Dataset entries:
§ §
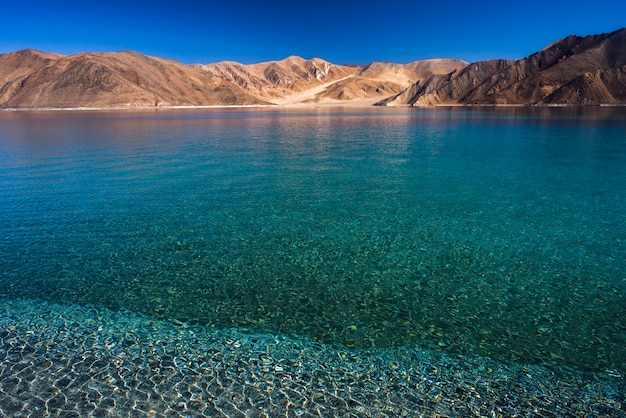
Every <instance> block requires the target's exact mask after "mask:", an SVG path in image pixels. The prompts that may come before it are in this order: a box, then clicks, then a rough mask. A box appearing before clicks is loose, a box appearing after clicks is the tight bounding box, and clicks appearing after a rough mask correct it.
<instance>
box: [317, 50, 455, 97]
mask: <svg viewBox="0 0 626 418" xmlns="http://www.w3.org/2000/svg"><path fill="white" fill-rule="evenodd" d="M466 66H467V62H465V61H461V60H455V59H430V60H423V61H414V62H411V63H409V64H394V63H387V62H373V63H371V64H369V65H366V66H364V67H363V68H361V69H360V70H359V71H358V72H356V73H355V74H353V75H352V76H350V77H346V78H344V79H342V80H339V81H337V82H335V83H333V84H332V85H329V86H328V87H327V88H325V89H323V90H322V91H320V92H317V93H316V94H315V95H314V96H313V97H311V98H309V100H308V102H310V103H333V102H335V103H337V102H346V101H359V100H364V99H372V98H374V99H377V100H375V101H378V100H380V99H381V98H385V97H388V96H390V95H393V94H396V93H398V92H400V91H402V90H403V89H404V88H405V87H407V86H409V85H411V84H412V83H415V82H417V81H420V80H423V79H425V78H427V77H430V76H433V75H436V74H447V73H449V72H451V71H454V70H457V69H461V68H465V67H466Z"/></svg>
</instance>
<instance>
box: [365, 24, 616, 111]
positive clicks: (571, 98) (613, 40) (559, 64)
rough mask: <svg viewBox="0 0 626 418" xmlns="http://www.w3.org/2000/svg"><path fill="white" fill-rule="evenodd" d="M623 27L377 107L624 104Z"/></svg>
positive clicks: (469, 75) (419, 87) (419, 81)
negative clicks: (556, 104)
mask: <svg viewBox="0 0 626 418" xmlns="http://www.w3.org/2000/svg"><path fill="white" fill-rule="evenodd" d="M625 103H626V28H625V29H621V30H618V31H615V32H612V33H607V34H602V35H593V36H585V37H580V36H568V37H567V38H564V39H562V40H560V41H557V42H555V43H553V44H551V45H549V46H547V47H546V48H544V49H542V50H541V51H539V52H536V53H534V54H532V55H530V56H528V57H526V58H523V59H521V60H517V61H508V60H491V61H482V62H477V63H473V64H470V65H468V66H467V67H465V68H464V69H461V70H457V71H454V72H451V73H448V74H446V75H439V76H433V77H430V78H428V79H426V80H421V81H418V82H416V83H414V84H412V85H411V86H409V87H407V88H406V89H404V90H403V91H401V92H400V93H398V94H396V95H395V96H392V97H389V98H387V99H385V100H382V101H381V102H379V103H377V104H379V105H437V104H490V105H500V104H545V105H554V104H569V105H579V104H625Z"/></svg>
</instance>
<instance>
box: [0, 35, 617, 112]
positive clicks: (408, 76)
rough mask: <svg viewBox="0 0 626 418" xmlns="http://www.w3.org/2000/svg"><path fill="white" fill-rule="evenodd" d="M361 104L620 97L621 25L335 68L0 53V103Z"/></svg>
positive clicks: (449, 102)
mask: <svg viewBox="0 0 626 418" xmlns="http://www.w3.org/2000/svg"><path fill="white" fill-rule="evenodd" d="M326 103H339V104H342V103H343V104H345V103H359V104H374V103H376V104H378V105H388V106H393V105H437V104H626V29H622V30H619V31H616V32H612V33H607V34H602V35H594V36H586V37H578V36H569V37H567V38H565V39H562V40H560V41H557V42H555V43H553V44H551V45H549V46H547V47H546V48H544V49H543V50H541V51H539V52H537V53H535V54H532V55H530V56H528V57H526V58H524V59H521V60H517V61H512V60H490V61H482V62H477V63H473V64H469V65H468V64H467V63H466V62H464V61H460V60H454V59H434V60H424V61H415V62H412V63H409V64H393V63H381V62H374V63H371V64H369V65H364V66H343V65H336V64H332V63H329V62H327V61H324V60H322V59H319V58H314V59H310V60H305V59H303V58H300V57H296V56H292V57H288V58H286V59H284V60H281V61H271V62H265V63H259V64H252V65H243V64H239V63H236V62H220V63H216V64H208V65H200V64H195V65H185V64H182V63H179V62H176V61H171V60H166V59H161V58H155V57H148V56H145V55H142V54H139V53H137V52H117V53H82V54H76V55H60V54H53V53H45V52H40V51H34V50H23V51H18V52H13V53H8V54H3V55H0V108H51V107H61V108H63V107H102V108H107V107H159V106H232V105H272V104H279V105H293V104H326Z"/></svg>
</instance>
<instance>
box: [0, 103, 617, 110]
mask: <svg viewBox="0 0 626 418" xmlns="http://www.w3.org/2000/svg"><path fill="white" fill-rule="evenodd" d="M363 102H364V101H357V102H345V103H297V104H275V105H227V106H224V105H217V106H112V107H87V106H85V107H82V106H81V107H13V108H0V112H67V111H87V112H93V111H134V110H141V111H145V110H186V109H188V110H199V109H315V108H354V109H372V108H416V109H433V108H444V107H467V108H472V107H476V108H484V107H502V108H504V107H538V108H554V107H563V108H576V107H611V108H619V107H626V104H605V103H597V104H457V103H445V104H433V105H392V106H376V105H374V104H371V103H363Z"/></svg>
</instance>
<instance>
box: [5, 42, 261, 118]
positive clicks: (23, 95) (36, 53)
mask: <svg viewBox="0 0 626 418" xmlns="http://www.w3.org/2000/svg"><path fill="white" fill-rule="evenodd" d="M263 103H266V102H264V101H263V100H260V99H259V98H257V97H255V96H253V95H251V94H250V93H248V92H246V91H245V90H243V89H241V88H240V87H238V86H236V85H233V84H232V83H229V82H227V81H225V80H222V79H220V78H216V77H210V76H208V75H206V74H204V73H203V72H200V71H198V70H196V69H194V68H192V67H190V66H187V65H184V64H181V63H178V62H175V61H170V60H166V59H161V58H153V57H148V56H145V55H142V54H139V53H136V52H119V53H83V54H76V55H69V56H65V55H58V54H47V53H42V52H39V51H34V50H24V51H18V52H14V53H9V54H3V55H0V107H15V108H19V107H118V106H141V107H146V106H174V105H237V104H263Z"/></svg>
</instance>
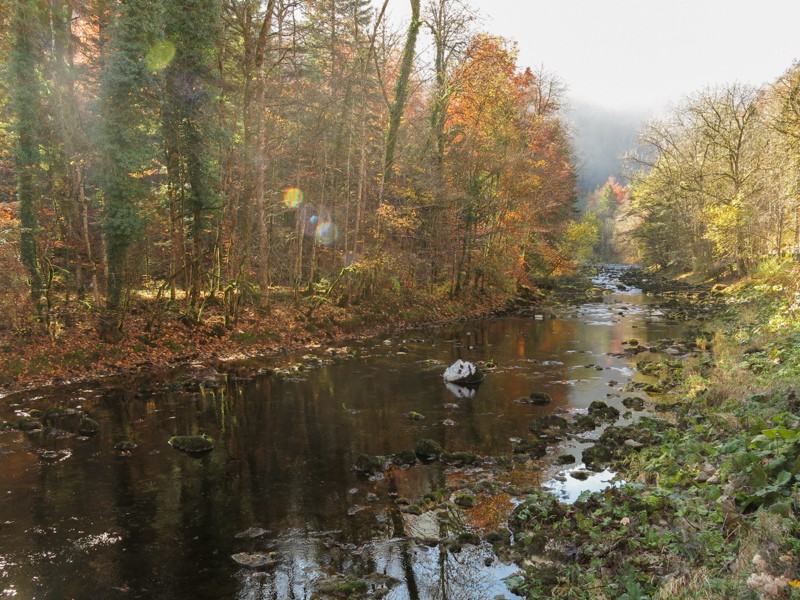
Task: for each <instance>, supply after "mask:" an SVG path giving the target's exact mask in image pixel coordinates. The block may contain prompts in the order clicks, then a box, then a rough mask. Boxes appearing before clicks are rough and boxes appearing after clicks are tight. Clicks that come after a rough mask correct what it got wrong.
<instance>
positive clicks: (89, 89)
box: [0, 0, 576, 342]
mask: <svg viewBox="0 0 800 600" xmlns="http://www.w3.org/2000/svg"><path fill="white" fill-rule="evenodd" d="M387 5H388V2H383V4H382V6H378V7H373V6H372V5H371V3H370V2H368V1H367V0H320V1H307V2H305V1H304V2H299V1H297V0H270V1H268V2H259V1H251V0H247V1H241V2H240V1H233V2H227V1H226V2H222V1H219V0H208V1H197V2H194V1H192V2H183V1H181V2H178V1H175V2H172V1H166V2H161V1H159V2H151V1H147V2H144V1H142V2H124V3H115V2H109V1H99V2H49V3H44V2H39V1H36V0H31V1H30V2H14V3H8V4H6V5H5V8H4V9H3V10H4V12H3V13H2V14H1V15H0V19H2V29H3V31H5V32H7V33H6V35H5V36H3V40H2V43H3V46H4V48H3V52H2V54H3V56H5V57H6V58H5V59H4V61H3V62H4V64H3V72H4V74H5V77H4V78H3V84H4V85H3V88H2V91H0V94H2V106H3V128H2V130H1V131H2V138H1V139H0V144H2V156H3V161H4V162H3V165H2V180H3V182H4V194H3V196H4V198H3V200H4V202H3V205H2V206H3V207H4V213H3V214H4V221H3V245H2V252H3V256H2V261H3V265H4V275H3V278H4V281H3V287H4V294H3V298H4V301H3V308H4V310H3V322H2V327H3V328H4V329H8V328H20V327H21V328H25V327H28V326H29V324H30V322H31V319H35V320H36V321H38V322H39V323H42V324H44V326H45V327H46V328H47V329H48V330H49V332H50V335H51V336H52V337H54V338H56V337H58V336H59V331H60V330H61V329H63V327H64V321H65V320H66V321H69V320H70V316H69V315H70V314H71V313H75V312H76V311H78V312H80V313H81V315H82V317H81V318H85V317H86V316H87V315H91V316H93V317H96V323H97V325H96V329H97V331H98V333H99V335H100V336H101V337H102V338H103V339H104V340H106V341H109V342H115V341H119V340H120V339H122V337H123V335H124V334H125V319H126V315H127V314H129V312H130V311H131V309H134V311H146V312H147V313H148V314H149V315H150V316H149V318H148V321H149V322H150V323H151V324H153V323H156V322H158V321H160V320H161V319H162V318H163V315H165V314H168V315H176V316H179V317H180V318H181V319H182V320H183V321H184V322H185V323H188V324H191V323H195V324H199V323H201V322H203V321H204V320H205V319H206V316H207V315H212V314H213V317H214V319H215V320H218V321H219V324H220V325H221V326H222V327H225V328H231V327H234V326H235V324H236V322H237V318H238V316H239V312H240V307H242V306H246V307H254V308H256V309H259V310H262V311H269V310H270V307H271V304H272V302H273V300H274V298H275V297H278V298H282V297H284V296H286V295H287V294H288V295H289V296H291V297H292V298H293V299H294V300H293V301H296V302H303V303H305V307H306V308H307V309H308V308H311V307H313V306H317V305H319V304H321V303H328V304H329V303H332V302H335V303H338V304H339V305H341V306H347V305H351V304H352V305H358V304H359V303H362V302H370V303H381V302H383V301H385V300H386V299H387V297H391V296H401V297H402V296H405V297H408V298H414V297H415V296H414V294H416V293H418V292H421V293H423V294H424V298H419V297H418V298H417V300H412V301H410V303H409V305H413V304H414V302H419V301H424V302H426V303H427V302H428V301H430V298H434V299H435V298H439V297H447V298H458V297H459V296H461V295H464V294H471V293H472V292H474V291H475V290H487V289H488V290H509V289H511V290H513V289H514V288H515V287H516V286H517V285H518V284H519V283H523V282H524V281H525V279H526V277H528V276H529V274H530V273H531V271H539V272H542V271H543V270H545V269H552V268H554V266H557V263H558V262H559V261H560V260H561V258H564V259H568V257H561V256H560V253H559V252H558V243H559V237H560V234H561V233H562V232H563V231H564V229H565V227H566V226H567V223H568V220H569V219H570V217H571V216H572V208H573V202H574V200H575V178H576V174H575V167H574V164H573V160H572V149H571V145H570V138H569V133H568V131H567V129H566V127H565V125H564V123H563V121H562V112H563V102H564V97H563V91H564V90H563V86H562V84H561V83H560V82H559V81H558V80H557V79H556V78H555V77H554V76H552V75H548V74H546V73H534V72H533V71H531V70H530V69H528V68H525V67H522V66H520V65H518V64H517V62H516V50H515V46H514V44H513V43H512V42H510V41H508V40H504V39H501V38H498V37H495V36H491V35H488V34H482V33H477V32H476V31H475V29H474V18H475V17H474V14H473V13H472V11H471V10H470V9H469V8H468V7H467V6H466V5H464V4H462V3H461V2H460V1H459V0H440V1H437V2H428V3H426V4H425V5H424V6H421V4H420V2H419V1H414V2H412V3H411V7H412V18H411V22H410V24H409V25H408V29H407V30H405V31H395V30H393V29H392V28H391V26H390V25H389V24H388V23H387V17H386V11H387ZM421 34H424V35H425V36H427V37H426V39H427V40H430V42H431V43H430V44H429V47H427V48H426V49H425V50H424V54H425V56H424V57H421V53H422V50H423V49H422V48H421V44H420V43H419V42H418V38H420V36H421ZM426 43H427V42H426ZM562 254H563V253H562ZM434 301H435V300H434ZM82 307H87V308H89V309H90V310H88V311H87V310H84V309H83V308H82ZM212 307H213V311H212V310H211V309H212ZM73 316H74V315H73Z"/></svg>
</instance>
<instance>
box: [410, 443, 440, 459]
mask: <svg viewBox="0 0 800 600" xmlns="http://www.w3.org/2000/svg"><path fill="white" fill-rule="evenodd" d="M442 452H443V450H442V447H441V446H440V445H439V443H438V442H437V441H435V440H429V439H424V440H419V441H418V442H417V443H416V444H414V454H416V455H417V456H418V457H419V458H420V459H422V460H434V459H436V458H439V457H440V456H441V455H442Z"/></svg>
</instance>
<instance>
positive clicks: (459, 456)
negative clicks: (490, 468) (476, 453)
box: [442, 452, 480, 466]
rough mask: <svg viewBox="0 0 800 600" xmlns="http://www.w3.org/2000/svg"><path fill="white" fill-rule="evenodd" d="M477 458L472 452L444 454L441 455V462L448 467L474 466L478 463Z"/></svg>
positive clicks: (453, 452) (462, 452)
mask: <svg viewBox="0 0 800 600" xmlns="http://www.w3.org/2000/svg"><path fill="white" fill-rule="evenodd" d="M479 460H480V459H479V457H478V455H477V454H474V453H472V452H453V453H452V454H451V453H450V452H444V453H443V454H442V462H444V463H447V464H448V465H457V466H461V465H474V464H477V463H478V462H479Z"/></svg>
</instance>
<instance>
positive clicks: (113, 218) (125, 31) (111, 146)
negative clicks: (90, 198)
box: [100, 0, 164, 340]
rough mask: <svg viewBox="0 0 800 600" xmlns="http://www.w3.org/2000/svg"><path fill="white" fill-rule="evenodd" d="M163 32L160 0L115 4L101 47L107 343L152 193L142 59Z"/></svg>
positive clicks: (124, 285)
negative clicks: (131, 250)
mask: <svg viewBox="0 0 800 600" xmlns="http://www.w3.org/2000/svg"><path fill="white" fill-rule="evenodd" d="M163 31H164V26H163V6H162V5H161V3H160V2H152V1H149V0H130V1H129V2H126V3H124V4H123V5H121V6H120V12H119V14H118V15H117V18H116V20H115V21H114V23H113V24H112V27H111V34H110V35H111V37H110V40H109V42H108V44H107V49H106V57H105V69H104V72H103V77H102V82H101V95H100V109H101V114H102V117H103V139H102V142H101V150H102V153H103V157H104V165H103V167H104V169H103V171H104V172H103V196H104V201H105V207H104V215H103V227H104V232H105V237H106V252H107V260H108V283H107V292H106V314H105V316H104V318H103V323H102V325H101V334H102V335H103V337H104V338H105V339H108V340H114V339H117V338H118V337H119V335H120V333H121V331H122V323H123V317H124V303H123V300H124V298H123V292H124V286H125V285H126V284H128V283H131V281H130V279H129V278H128V277H127V270H126V269H127V267H128V251H129V249H130V247H131V246H132V245H133V244H134V242H135V241H136V240H137V239H138V238H139V237H140V236H141V234H142V232H143V228H144V225H145V224H144V222H143V215H142V211H141V206H142V203H143V202H144V201H145V199H146V198H147V196H148V195H149V194H150V191H151V187H150V184H149V179H148V172H149V170H150V169H151V168H152V167H153V161H154V158H155V156H156V153H157V150H156V145H155V144H156V141H157V139H156V137H155V133H156V131H157V113H158V111H157V108H158V96H157V93H156V90H157V85H156V80H155V76H154V74H153V73H154V71H153V69H152V66H151V65H149V64H148V60H147V59H148V54H149V53H151V51H152V50H153V49H156V48H158V47H159V46H158V45H157V44H158V43H159V42H161V41H162V39H163ZM152 56H153V55H152V54H150V57H151V59H152Z"/></svg>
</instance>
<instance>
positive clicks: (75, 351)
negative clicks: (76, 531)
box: [0, 290, 538, 394]
mask: <svg viewBox="0 0 800 600" xmlns="http://www.w3.org/2000/svg"><path fill="white" fill-rule="evenodd" d="M537 297H538V296H537ZM510 300H511V297H510V296H508V295H507V294H504V293H502V292H497V291H495V292H493V293H471V294H464V295H462V296H460V297H459V298H457V299H450V298H448V297H447V296H446V295H441V294H435V293H430V294H424V293H417V294H415V295H413V296H412V295H411V294H405V295H398V296H397V297H395V298H394V299H392V300H386V299H382V301H379V302H374V303H372V302H369V303H368V302H364V303H362V304H360V305H348V306H345V307H342V306H337V305H335V304H332V303H330V302H327V301H326V300H325V299H322V298H319V297H315V296H309V297H303V296H300V297H295V296H294V295H292V294H291V293H290V292H289V291H282V290H275V291H274V292H273V294H272V299H271V305H270V307H269V309H268V310H267V309H258V308H254V307H246V308H242V309H241V310H240V312H239V315H238V319H237V321H236V323H235V324H234V325H232V326H230V327H225V326H224V318H223V315H222V308H221V307H220V306H218V305H217V304H215V303H211V302H209V303H207V304H206V306H205V308H204V312H203V319H202V322H201V323H199V324H187V322H186V319H185V318H184V316H183V313H182V311H181V310H180V307H179V306H178V305H177V304H175V305H171V306H170V305H167V307H166V308H165V305H164V303H163V302H157V301H156V300H154V299H149V298H147V296H145V295H142V296H139V297H137V298H136V299H135V301H134V302H132V305H131V309H130V310H129V313H128V315H127V316H126V320H125V333H124V337H123V339H122V340H121V341H119V342H118V343H115V344H108V343H105V342H103V341H102V340H101V339H100V337H99V336H98V333H97V332H98V319H99V312H98V311H97V310H94V309H93V308H92V307H91V306H90V305H89V304H86V303H80V302H70V303H63V304H61V305H59V308H58V310H54V311H52V312H51V315H52V319H51V322H50V325H49V326H47V325H45V324H44V323H42V322H35V321H34V320H33V319H31V321H30V322H28V323H25V324H23V325H21V326H17V327H15V328H7V329H2V328H0V392H2V393H5V394H8V393H13V392H17V391H24V390H30V389H33V388H38V387H43V386H48V385H58V384H64V383H68V382H77V381H83V380H90V379H99V378H103V377H108V376H114V375H124V374H131V373H141V372H149V371H158V370H163V369H171V368H174V367H178V366H182V365H187V364H197V363H200V364H203V365H208V366H215V367H217V368H224V366H225V364H227V363H231V362H233V361H236V360H240V359H246V358H252V357H259V356H268V355H271V354H276V353H280V352H288V351H291V350H298V349H302V348H313V347H319V346H320V345H322V346H335V345H342V344H345V343H347V340H349V339H353V338H356V337H372V336H376V335H382V334H385V333H387V332H390V331H393V330H397V329H404V328H413V327H420V326H427V325H437V324H443V323H447V322H452V321H457V320H460V319H468V318H474V317H479V316H485V315H490V314H497V313H500V312H504V311H506V310H508V308H509V306H510V305H509V301H510Z"/></svg>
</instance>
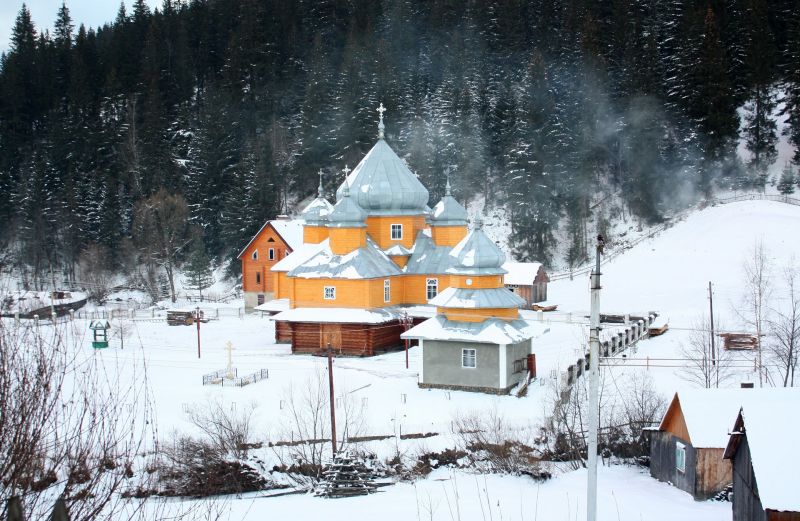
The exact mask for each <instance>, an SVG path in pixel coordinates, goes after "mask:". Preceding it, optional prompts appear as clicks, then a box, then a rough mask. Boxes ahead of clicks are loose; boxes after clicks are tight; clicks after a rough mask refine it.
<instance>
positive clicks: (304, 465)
mask: <svg viewBox="0 0 800 521" xmlns="http://www.w3.org/2000/svg"><path fill="white" fill-rule="evenodd" d="M328 395H329V391H328V377H327V374H326V373H325V372H324V371H317V372H315V373H314V375H313V376H312V377H311V378H309V379H308V380H307V381H306V382H305V383H304V384H303V385H302V389H298V388H297V387H295V386H294V385H292V386H290V387H289V388H288V389H286V391H285V392H284V394H283V400H282V403H283V410H284V417H283V418H282V421H281V428H280V429H279V430H278V432H277V435H278V436H279V438H280V439H281V440H282V441H283V442H287V441H288V442H290V443H285V444H284V443H282V444H273V449H274V451H275V454H276V456H277V457H278V460H279V461H280V463H281V467H282V469H284V470H286V471H287V472H288V473H289V474H290V475H291V476H292V477H293V478H294V479H295V480H296V481H297V482H299V483H301V484H305V485H308V486H312V485H314V484H315V483H316V482H317V481H319V479H320V477H321V472H322V465H323V462H324V460H325V459H326V458H327V455H328V454H330V450H331V448H330V445H329V444H328V443H327V442H328V441H329V440H330V439H331V435H330V433H331V430H330V402H329V400H328ZM335 407H336V425H337V431H336V432H337V444H338V448H339V449H346V448H348V447H349V446H351V445H353V444H352V443H351V442H350V438H355V437H357V436H359V435H360V434H362V432H363V429H364V420H363V412H364V411H363V407H360V406H358V405H357V404H356V402H355V400H353V399H352V396H351V395H350V394H349V393H348V392H347V391H345V392H342V393H340V394H338V395H337V396H336V400H335Z"/></svg>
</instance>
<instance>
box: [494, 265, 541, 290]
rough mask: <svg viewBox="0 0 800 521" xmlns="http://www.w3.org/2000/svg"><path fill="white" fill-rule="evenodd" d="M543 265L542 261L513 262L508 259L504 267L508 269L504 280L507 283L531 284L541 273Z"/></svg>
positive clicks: (526, 285)
mask: <svg viewBox="0 0 800 521" xmlns="http://www.w3.org/2000/svg"><path fill="white" fill-rule="evenodd" d="M541 267H542V263H541V262H513V261H508V262H506V263H505V264H503V269H504V270H506V271H507V272H508V273H506V275H505V277H503V280H504V281H505V283H506V284H516V285H519V286H530V285H531V284H533V280H534V279H535V278H536V274H537V273H539V268H541Z"/></svg>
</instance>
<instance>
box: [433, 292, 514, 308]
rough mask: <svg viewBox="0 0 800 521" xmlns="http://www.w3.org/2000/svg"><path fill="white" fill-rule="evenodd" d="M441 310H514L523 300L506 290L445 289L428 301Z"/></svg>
mask: <svg viewBox="0 0 800 521" xmlns="http://www.w3.org/2000/svg"><path fill="white" fill-rule="evenodd" d="M428 303H429V304H431V305H433V306H439V307H443V308H463V309H485V308H516V307H519V306H521V305H523V304H525V300H524V299H523V298H522V297H520V296H519V295H516V294H514V293H513V292H512V291H511V290H509V289H506V288H478V289H466V288H447V289H446V290H444V291H442V292H441V293H439V294H438V295H436V296H435V297H433V298H432V299H430V300H429V301H428Z"/></svg>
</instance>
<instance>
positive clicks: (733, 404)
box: [659, 388, 800, 448]
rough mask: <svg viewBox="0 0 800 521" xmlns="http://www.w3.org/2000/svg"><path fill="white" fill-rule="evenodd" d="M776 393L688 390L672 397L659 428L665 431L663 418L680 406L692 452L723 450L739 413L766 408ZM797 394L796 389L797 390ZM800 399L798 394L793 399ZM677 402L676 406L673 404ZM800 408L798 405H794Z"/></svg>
mask: <svg viewBox="0 0 800 521" xmlns="http://www.w3.org/2000/svg"><path fill="white" fill-rule="evenodd" d="M780 391H781V390H780V389H773V388H763V389H691V390H687V391H680V392H678V393H675V397H674V398H673V400H672V403H671V404H670V407H669V409H668V410H667V413H666V414H665V415H664V418H663V419H662V421H661V424H660V425H659V430H664V429H666V427H667V425H666V420H667V419H668V418H667V416H668V415H669V414H670V410H672V409H673V407H675V406H677V405H678V404H680V410H681V412H682V413H683V418H684V420H685V421H686V428H687V430H688V432H689V438H690V439H689V441H691V443H692V446H694V447H695V448H724V447H725V446H726V445H727V444H728V433H729V432H730V429H731V427H733V424H734V422H735V421H736V416H737V415H738V414H739V409H740V408H741V407H743V406H745V405H749V408H750V409H752V408H753V407H761V406H762V405H764V406H766V405H768V404H769V403H771V401H772V400H773V399H774V398H775V397H777V396H778V395H779V394H780ZM797 392H800V389H798V390H797ZM797 398H798V399H800V394H798V395H797ZM676 401H677V403H676ZM797 404H798V405H800V401H798V402H797Z"/></svg>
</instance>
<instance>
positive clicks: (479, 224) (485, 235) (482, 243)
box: [447, 214, 506, 275]
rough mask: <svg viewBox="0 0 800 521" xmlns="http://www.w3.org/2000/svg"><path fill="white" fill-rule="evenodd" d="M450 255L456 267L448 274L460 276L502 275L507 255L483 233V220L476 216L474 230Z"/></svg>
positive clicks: (458, 245)
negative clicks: (474, 275) (501, 274)
mask: <svg viewBox="0 0 800 521" xmlns="http://www.w3.org/2000/svg"><path fill="white" fill-rule="evenodd" d="M450 255H451V256H452V257H454V258H455V260H456V262H455V266H454V267H453V268H451V269H449V270H448V271H447V272H448V273H455V274H459V275H501V274H503V273H505V272H506V271H505V270H504V269H503V268H502V266H503V263H504V262H505V261H506V255H505V253H503V251H502V250H501V249H500V248H498V247H497V245H496V244H495V243H494V242H492V240H491V239H490V238H489V237H487V236H486V234H485V233H484V232H483V218H482V217H481V215H480V214H477V215H476V216H475V223H474V224H473V227H472V230H471V231H470V232H469V233H468V234H467V236H466V237H464V238H463V239H462V240H461V242H459V243H458V244H456V245H455V247H454V248H453V250H452V251H451V252H450Z"/></svg>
§ §
INSTRUCTIONS TO FOLLOW.
If a line above holds the string "that", count it; give the final total as the only output.

TASK ANSWER.
2